WHAT IS REQUIRED: Could you repeat the entries below word for word, leaving nothing out?

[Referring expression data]
▬▬▬▬▬▬
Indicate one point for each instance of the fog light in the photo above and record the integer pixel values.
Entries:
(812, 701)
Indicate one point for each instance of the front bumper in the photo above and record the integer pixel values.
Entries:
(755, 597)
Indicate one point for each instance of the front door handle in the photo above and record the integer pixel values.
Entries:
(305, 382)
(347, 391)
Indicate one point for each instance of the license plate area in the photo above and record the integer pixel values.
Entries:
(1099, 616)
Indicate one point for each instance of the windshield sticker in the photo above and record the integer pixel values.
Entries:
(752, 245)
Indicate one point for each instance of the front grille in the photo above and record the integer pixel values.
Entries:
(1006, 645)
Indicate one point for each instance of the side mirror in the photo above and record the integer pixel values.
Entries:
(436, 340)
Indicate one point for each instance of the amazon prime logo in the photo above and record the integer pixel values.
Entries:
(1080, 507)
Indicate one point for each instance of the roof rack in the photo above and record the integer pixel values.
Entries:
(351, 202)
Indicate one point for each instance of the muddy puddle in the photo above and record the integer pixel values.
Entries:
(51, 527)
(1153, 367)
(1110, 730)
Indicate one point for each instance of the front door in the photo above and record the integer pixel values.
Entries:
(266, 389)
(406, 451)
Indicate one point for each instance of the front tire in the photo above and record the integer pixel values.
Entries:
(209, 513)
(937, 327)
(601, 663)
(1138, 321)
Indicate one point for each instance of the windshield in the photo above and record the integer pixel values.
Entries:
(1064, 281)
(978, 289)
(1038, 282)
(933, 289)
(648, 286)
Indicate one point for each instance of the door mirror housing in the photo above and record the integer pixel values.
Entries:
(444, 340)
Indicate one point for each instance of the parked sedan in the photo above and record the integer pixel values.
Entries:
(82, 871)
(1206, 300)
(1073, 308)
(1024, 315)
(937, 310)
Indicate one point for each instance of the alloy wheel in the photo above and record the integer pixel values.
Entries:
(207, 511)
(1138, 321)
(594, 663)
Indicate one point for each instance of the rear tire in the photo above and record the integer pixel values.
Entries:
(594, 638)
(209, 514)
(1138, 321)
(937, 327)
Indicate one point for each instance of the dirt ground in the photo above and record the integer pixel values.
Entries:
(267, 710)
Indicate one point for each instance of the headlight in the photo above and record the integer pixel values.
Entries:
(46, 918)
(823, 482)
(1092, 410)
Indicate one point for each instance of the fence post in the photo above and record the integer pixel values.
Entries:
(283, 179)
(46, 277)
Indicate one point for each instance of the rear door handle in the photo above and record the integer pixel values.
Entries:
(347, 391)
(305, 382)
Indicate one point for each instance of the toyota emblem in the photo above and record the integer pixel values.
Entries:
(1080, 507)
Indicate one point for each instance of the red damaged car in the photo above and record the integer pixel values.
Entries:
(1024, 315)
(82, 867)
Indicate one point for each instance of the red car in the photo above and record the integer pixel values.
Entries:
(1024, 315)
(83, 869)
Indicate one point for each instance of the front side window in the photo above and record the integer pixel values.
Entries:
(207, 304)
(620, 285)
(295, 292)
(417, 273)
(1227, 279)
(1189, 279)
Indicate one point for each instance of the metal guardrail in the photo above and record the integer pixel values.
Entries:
▬▬▬▬▬▬
OUTPUT:
Indicate one point for each instance of the fog light in the photo above and record the integer pixel values.
Entries:
(812, 701)
Indicate one point for each instance of the front bumper in the photo above and record the integer pixel values.
Entries:
(755, 597)
Indicate one point for each instance of the front door handle in the photo above and record the integer pixel values.
Entries:
(305, 382)
(347, 391)
Indicate one point for each instance of the license plate area in the photo above and record the integer pixel values.
Entries:
(1099, 616)
Indicate one point for each instance of the windshield sticker in the photo above and record the integer pixel values.
Entries:
(752, 245)
Indicate one point for each instance of the front grille in the photo above and record the integer pixel values.
Entries:
(1006, 645)
Indicate one point for each instance of the side mirror in the photo above and record the integer pixel values.
Entries:
(436, 340)
Indicate one point for each instance of the amazon prime logo in the photo above and record the integer pixel values.
Entries:
(1080, 507)
Indicate one point for each instance of the roof rack in the photo above and record the integer pixel values.
Entries:
(351, 202)
Indicate one point for each instance of the muddy puddle in the photo above and record the integer pixel values.
Entries:
(51, 527)
(1153, 367)
(1110, 730)
Indicate one point for each instance of the front door in the photo above and record the integer pixel values.
Entries:
(266, 389)
(406, 451)
Indicate one point for each instance of the front tire in the photo above and record the integer pixel values.
Entries:
(209, 513)
(937, 327)
(601, 663)
(1138, 321)
Indicate one point for each instance of the windshield in the photo above and record the integer pixel values.
Entries:
(1064, 281)
(978, 289)
(1038, 282)
(933, 289)
(648, 286)
Indicate one point for each instance of the door mirror housing in the photo above and record the integer pixel values.
Entries:
(444, 340)
Indicate one point for each instance of the parked sedan in the photo above and record the integer pixel values.
Entries:
(82, 871)
(1206, 300)
(1073, 308)
(1024, 315)
(937, 310)
Indicate one point for each instance of the alloy wheel in the photo above and record the integer pixel values.
Entries:
(207, 511)
(1138, 321)
(594, 663)
Indicate one point for each instance of the rear tire in the photo above and record the integer pixel values.
Entries:
(594, 638)
(209, 514)
(1138, 321)
(937, 327)
Indicate one point for each instance of the dirt ground in the photo above and record the integer pixel values.
Entries:
(267, 710)
Indicate one point for each instance of the headlight in the photo above and record the integer pixel values.
Entries:
(46, 918)
(823, 482)
(1092, 410)
Indicate one point for each instance of the fence post in the photo above and record the integer pixel values.
Entries:
(283, 179)
(46, 277)
Indicate one point for each instance of the rear door handle in the photo above and record the integer pixel values.
Entries:
(347, 391)
(305, 382)
Indicate one point for each instance of the toyota emblem in the photo above and record the integer pixel values.
Entries:
(1080, 507)
Indicate one point for each instance of the red damaged car in the photo above and record the integer pixel values.
Entries:
(1024, 315)
(82, 867)
Indicate one point for each instance of the red car in the photo above and record the integer pixel values.
Entries:
(1024, 315)
(83, 869)
Indicate one point for each instance of the front side window in the photo above and record the integer pixel values.
Entries:
(207, 304)
(620, 285)
(295, 292)
(417, 273)
(1227, 279)
(1189, 279)
Indicate one point for each instance of the metal guardrail in the photo above and record the integer pixel values.
Entries:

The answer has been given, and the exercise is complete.